INFORMATION SHOWN Start Marker

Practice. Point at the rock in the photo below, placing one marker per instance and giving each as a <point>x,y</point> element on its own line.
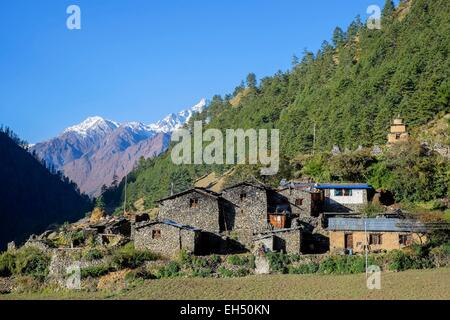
<point>97,215</point>
<point>6,285</point>
<point>12,246</point>
<point>262,265</point>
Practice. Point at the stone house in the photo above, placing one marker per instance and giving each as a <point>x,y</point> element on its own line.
<point>197,207</point>
<point>398,132</point>
<point>246,209</point>
<point>282,240</point>
<point>167,237</point>
<point>379,234</point>
<point>344,197</point>
<point>303,202</point>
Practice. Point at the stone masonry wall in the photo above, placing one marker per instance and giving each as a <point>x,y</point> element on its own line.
<point>206,216</point>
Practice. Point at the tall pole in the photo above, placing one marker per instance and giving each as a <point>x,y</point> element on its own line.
<point>125,196</point>
<point>366,246</point>
<point>314,139</point>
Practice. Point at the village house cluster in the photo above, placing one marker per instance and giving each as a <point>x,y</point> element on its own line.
<point>298,217</point>
<point>295,218</point>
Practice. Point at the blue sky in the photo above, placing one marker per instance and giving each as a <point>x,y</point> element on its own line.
<point>138,60</point>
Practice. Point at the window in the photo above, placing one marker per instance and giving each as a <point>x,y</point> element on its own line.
<point>375,239</point>
<point>156,234</point>
<point>405,239</point>
<point>193,203</point>
<point>343,192</point>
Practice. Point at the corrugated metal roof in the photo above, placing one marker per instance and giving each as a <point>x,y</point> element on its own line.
<point>374,224</point>
<point>343,186</point>
<point>179,225</point>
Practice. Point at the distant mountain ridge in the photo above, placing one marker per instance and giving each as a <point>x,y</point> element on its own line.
<point>96,151</point>
<point>32,198</point>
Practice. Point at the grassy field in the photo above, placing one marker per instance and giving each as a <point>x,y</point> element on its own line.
<point>414,284</point>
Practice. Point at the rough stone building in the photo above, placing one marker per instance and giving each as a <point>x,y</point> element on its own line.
<point>303,202</point>
<point>348,234</point>
<point>398,132</point>
<point>282,240</point>
<point>344,197</point>
<point>167,237</point>
<point>246,210</point>
<point>195,207</point>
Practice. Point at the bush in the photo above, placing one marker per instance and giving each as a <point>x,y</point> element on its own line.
<point>96,271</point>
<point>93,254</point>
<point>202,272</point>
<point>32,262</point>
<point>129,257</point>
<point>242,272</point>
<point>172,270</point>
<point>7,264</point>
<point>237,260</point>
<point>225,273</point>
<point>304,268</point>
<point>278,262</point>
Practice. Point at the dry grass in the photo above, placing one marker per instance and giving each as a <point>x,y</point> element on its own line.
<point>414,284</point>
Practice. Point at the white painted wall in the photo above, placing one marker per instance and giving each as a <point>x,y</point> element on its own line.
<point>357,197</point>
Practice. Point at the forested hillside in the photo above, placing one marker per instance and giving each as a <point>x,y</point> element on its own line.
<point>349,91</point>
<point>31,197</point>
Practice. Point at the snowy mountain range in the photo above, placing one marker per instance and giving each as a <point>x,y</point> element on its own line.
<point>93,152</point>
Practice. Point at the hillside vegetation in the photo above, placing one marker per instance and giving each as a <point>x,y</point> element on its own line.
<point>31,197</point>
<point>349,90</point>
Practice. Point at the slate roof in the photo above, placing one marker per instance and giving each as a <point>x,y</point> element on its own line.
<point>202,191</point>
<point>375,224</point>
<point>343,186</point>
<point>166,222</point>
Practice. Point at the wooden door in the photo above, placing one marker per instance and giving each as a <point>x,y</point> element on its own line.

INFORMATION SHOWN End Marker

TASK INSTRUCTIONS - Leaving the pictures behind, return every line above exactly.

WRITTEN RESPONSE -
Practice. Point at the rock in the photo below, placing one marker per instance and giving each as a <point>x,y</point> element on its own line.
<point>97,215</point>
<point>6,285</point>
<point>12,246</point>
<point>262,265</point>
Practice. Point at the stone house in the photo above, placing one marker per instance and giving each as a <point>x,y</point> element on its own line.
<point>197,207</point>
<point>398,132</point>
<point>246,209</point>
<point>282,240</point>
<point>167,237</point>
<point>379,234</point>
<point>344,197</point>
<point>303,202</point>
Practice. Point at the stone masonry wall in the photo above, placing one marker per instance and giving each as a <point>x,y</point> element on its own line.
<point>206,216</point>
Practice. Point at the tall pole in the photo above, placing one marker per instance and giving each as a <point>x,y</point> element on its own line.
<point>125,196</point>
<point>366,246</point>
<point>314,139</point>
Practice. Point at the village house cluster in the photo above, placing one marker per instance and giving each as a <point>x,y</point> element on its own line.
<point>298,217</point>
<point>295,218</point>
Practice. Point at the blue sky in the photo above, placing one marker per instance and giving each as a <point>x,y</point> element on its own line.
<point>138,60</point>
Practice. Point at the window in the photo above, placing one marker per instance and giving each as a <point>x,y</point> element on its own line.
<point>375,239</point>
<point>156,234</point>
<point>405,239</point>
<point>193,203</point>
<point>343,192</point>
Practice. Point at the corrugated metal roof in the photo above, placing one marker per instance and giving each as a <point>x,y</point> element on its own line.
<point>374,224</point>
<point>343,186</point>
<point>179,225</point>
Practice. Point at the distant mountain ridge in the photo above, placing one marker per instance and giving each as a <point>x,y</point> element on its own line.
<point>96,151</point>
<point>32,198</point>
Practice. Point at the grassy field in the photo above, placing one marker per instance and giving each as a <point>x,y</point> element on its own line.
<point>414,284</point>
Practice. Point at the rough stone building in the photo above, placing one marker per instance and giving each as a <point>x,y</point> element on its own line.
<point>303,202</point>
<point>348,234</point>
<point>398,132</point>
<point>282,240</point>
<point>344,197</point>
<point>167,237</point>
<point>246,210</point>
<point>195,207</point>
Practice. Point at the bush in the photo above, placing one marker per instance and giving each as a <point>x,y</point> element on its own line.
<point>96,271</point>
<point>93,254</point>
<point>202,272</point>
<point>32,262</point>
<point>129,257</point>
<point>242,272</point>
<point>172,270</point>
<point>7,264</point>
<point>237,260</point>
<point>225,273</point>
<point>304,268</point>
<point>278,262</point>
Practice. Point at the dry grass in the photo above, placing one marker per instance and giving each as a <point>x,y</point> element on its own line.
<point>414,284</point>
Practice. Point at the white painted wall in the photo above, placing one marker per instance and giving each as a <point>x,y</point> element on its own line.
<point>357,197</point>
Practice. Point at the forested hillside in the photo above, placing one marker per instance and giving each as a <point>x,y</point> element on its own line.
<point>349,91</point>
<point>31,197</point>
Practice. Point at the snowy mountain range in the photo above, placing one marker per instance and giving each as a <point>x,y</point> element on its own line.
<point>93,152</point>
Practice. Point at the hillside vegetation in the photo above, placing one marker per instance and giving each as a <point>x,y</point> element on its own line.
<point>31,197</point>
<point>349,90</point>
Practice. Point at the slate roof in the photo above, placing one marker per instance and giving each as a <point>x,y</point> element on its own line.
<point>202,191</point>
<point>375,224</point>
<point>343,186</point>
<point>166,222</point>
Practice. Point at the wooden door in the photo above, placing one marker per instance and giving each as a <point>x,y</point> element on its own line.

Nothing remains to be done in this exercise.